Extract to read →
====
The time and place issue is real but there’s always a way to do what you really want to do.  The goal is important but so is the journey.  The end result of achieving a goal can be pretty hollow if you don’t enjoy the process of getting there.  Another way to look at it is that in order to have what you want to have you need to become the person you need to be.

 

Visualization is a very important tool for training when you don’t have the time and/or the place.  As Denis Waitley says, “when you are without, do within”.
 
Some of you are familiar with the Stanford University study on visualization that came out some years ago.  In that particular study, which was designed to support or deny the validity of visualization as a tool for growth, a group of students was divided into three smaller groups.  All the groups did a pre-test on free throw shooting.  The scores of each group were recorded and the participants were given instructions.  The first group was told to stay away from the gym for 30 days. The second group was told to practice free throw shooting in the gym for 30 minutes every day for the next 30 days.  The third group was told to stay away from the gym but to visualize shooting free throws perfectly for 30 minutes every day.
 
The post-test produced some expected and unexpected results.  As one would assume the non-practicing group declined in their free throw percentage and the practicing group improved significantly.  The surprise was that the visualization group improved by almost as much as the practice group.  That tells us a lot regarding our practice.  Once again, “when you are without, do within”.
====
Source excerpt →
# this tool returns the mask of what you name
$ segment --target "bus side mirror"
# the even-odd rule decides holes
====
Tasks for this exercise →
**a)** Please list the instructions that each of the three groups in the Stanford study received, as described in the passage on visualization above.
**b)** Extend the passage on visualization with the next few paragraphs, picking up after its final sentence.

Answers to the exercises →
**a)**
- First group: stay away from the gym for 30 days.
- Second group: practice free throw shooting in the gym for 30 minutes every day for the next 30 days.
- Third group: stay away from the gym but visualize shooting free throws perfectly for 30 minutes every day.

**b)**
 
I’m not suggesting that physical practice is unnecessary but I am suggesting that you can supplement your physical practice with visualization.  In your mind’s eye you can do any technique or kata perfectly.  That’s worth the effort and the result can be very rewarding because often the mind cannot tell the difference between what is real and what is imagined with clarity and passion.
 
I’m not a numbers guy but I was thinking today that over the last 40 years I’ve trained at least an hour each day and conservatively 320 days a year.  That would put it at pretty close to 13,000 hours of practice time.  That doesn’t count class time as a student or instructor.  That in itself doesn’t make one a skilled practitioner but it does give one the opportunity to improve.  We need to put in the time and the effort with thought.
 
Want to get skilled?  Take it one day at a time and do the work.  That’s the path to “Black Belt Excellence”.